# SOURCE EXCERPT
- - - -
QueenOfData

Sankey charts in Tableau without data prep

You want to build a Sankey chart in Tableau and have read through multiple how-to’s and looked at numerous templates, but they all require you to multiply and / or completely reshape your data, and you really do not want to do that for just that one chart? I’ve got you covered. Read on to find out how to build your Sankey chart without any data prep.

Is this the right article for you?

Do you want to create a Sankey chart in Tableau? Do you want zero data prep for that chart? If you answered Yes to both these questions, read on.

Do you need your start and end dimensions to be different points in time (different rows within the same column)? Do you need a non-summable aggregated measure (such as count distinct)?

If you answered Yes to these questions, read on. If you answered No to both questions, please check out Ian Baldwin’s blog post because it has all the answers you need.

Do you want your different statuses beautifully spaced from one another? Well, tough luck, because I cannot help you with that. As far as I am aware, that will need some data prep. So either you are happy to take out one of those numerous templates mentioned above and reshape your data to fit that one chart type – or you are willing to make some concessions. If the latter is the case, do read on.

Are you fine with adding twenty new calculations to your workbook? Great, because I don’t believe there’s a way around that.

All these questions cleared up, let’s delve into things.


A word before we start

This blog post would not exist without Ian Baldwin’s fantastic instructions for a data prep free Sankey chart. I publish these adaptions with his permission and in endless gratitude for his blog post. I will freely admit that I don’t understand half the magic happening in the gazillion of table calcs we will encounter here. All this brilliance stems from Ian’s brain. I will be structuring my blog post using the same steps as Ian did, so you can always refer back to his post and find the same aspect in the instructions there.


The use case

You want to track your customers’ journey. More specifically, you want to find out how the distribution of your customers throughout the different journey stages changed from one point in time to another, counting your customers per journey stage. You want to be able to dynamically choose both points in time, and the Sankey should adapt accordingly.

Step 1: The basics

Decide whether you want to allow all dates or a range of dates taken from your data. In case of the latter, if you want to allow dates at a higher level of date detail (meaning: less detailed), create a calculated field that contains a DATETRUNC calculation for the relevant date field and your chosen level of detail (e.g., week, month, quarter, etc.). This will look something like this:

DATETRUNC(‘month’,[your date field])
- - - -
# RECORDED DATA
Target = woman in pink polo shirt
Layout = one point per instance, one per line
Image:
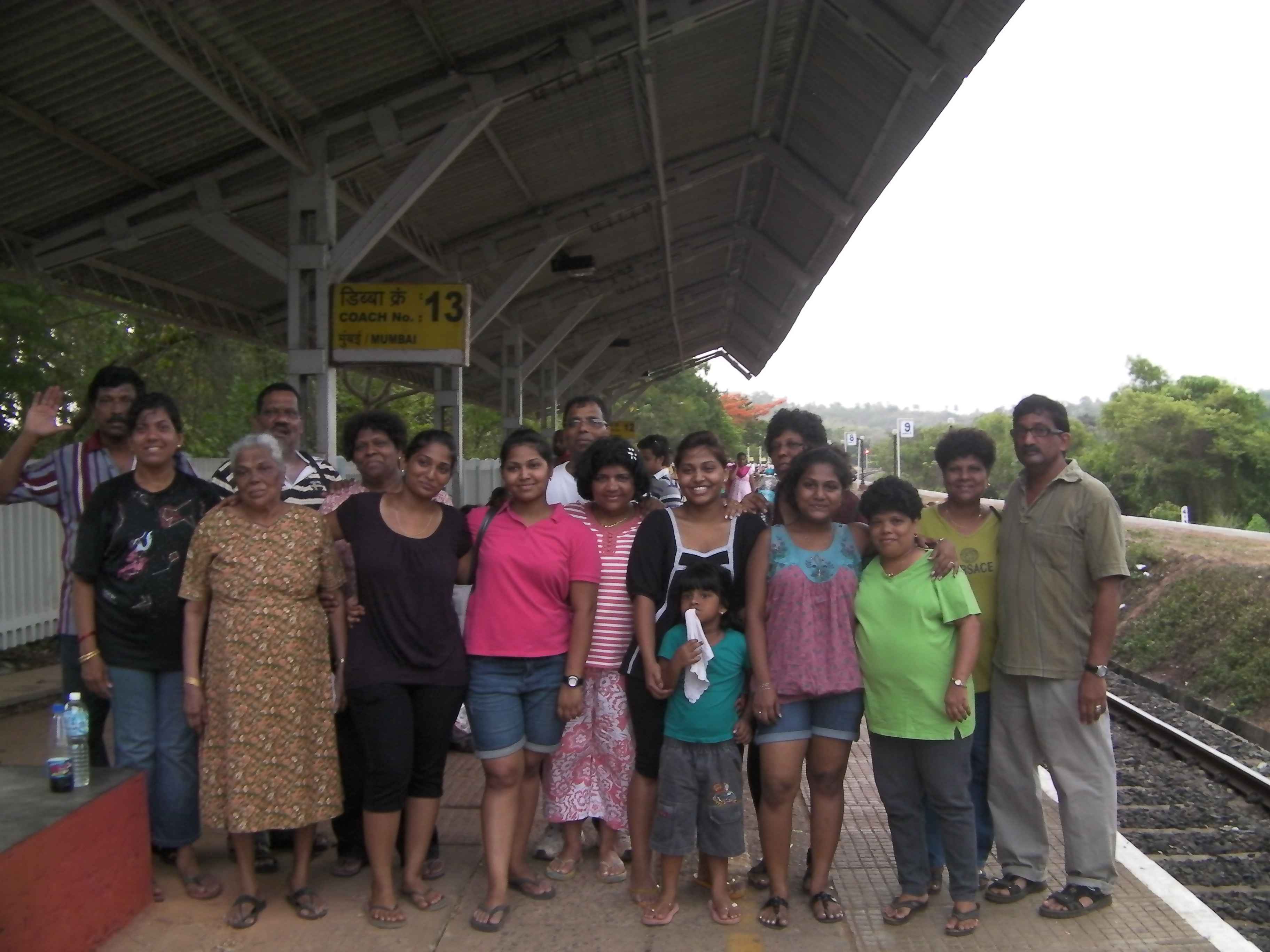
(536, 574)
- - - -
# REQUIRED WORK
Copy out everything in the Sankey chart text from "Do you need your" down to "do read on.", and substitute "categories" for "statuses".

# ANSWER TO THIS PROBLEM
Do you need your start and end dimensions to be different points in time (different rows within the same column)? Do you need a non-summable aggregated measure (such as count distinct)?

If you answered Yes to these questions, read on. If you answered No to both questions, please check out Ian Baldwin’s blog post because it has all the answers you need.

Do you want your different categories beautifully spaced from one another? Well, tough luck, because I cannot help you with that. As far as I am aware, that will need some data prep. So either you are happy to take out one of those numerous templates mentioned above and reshape your data to fit that one chart type – or you are willing to make some concessions. If the latter is the case, do read on.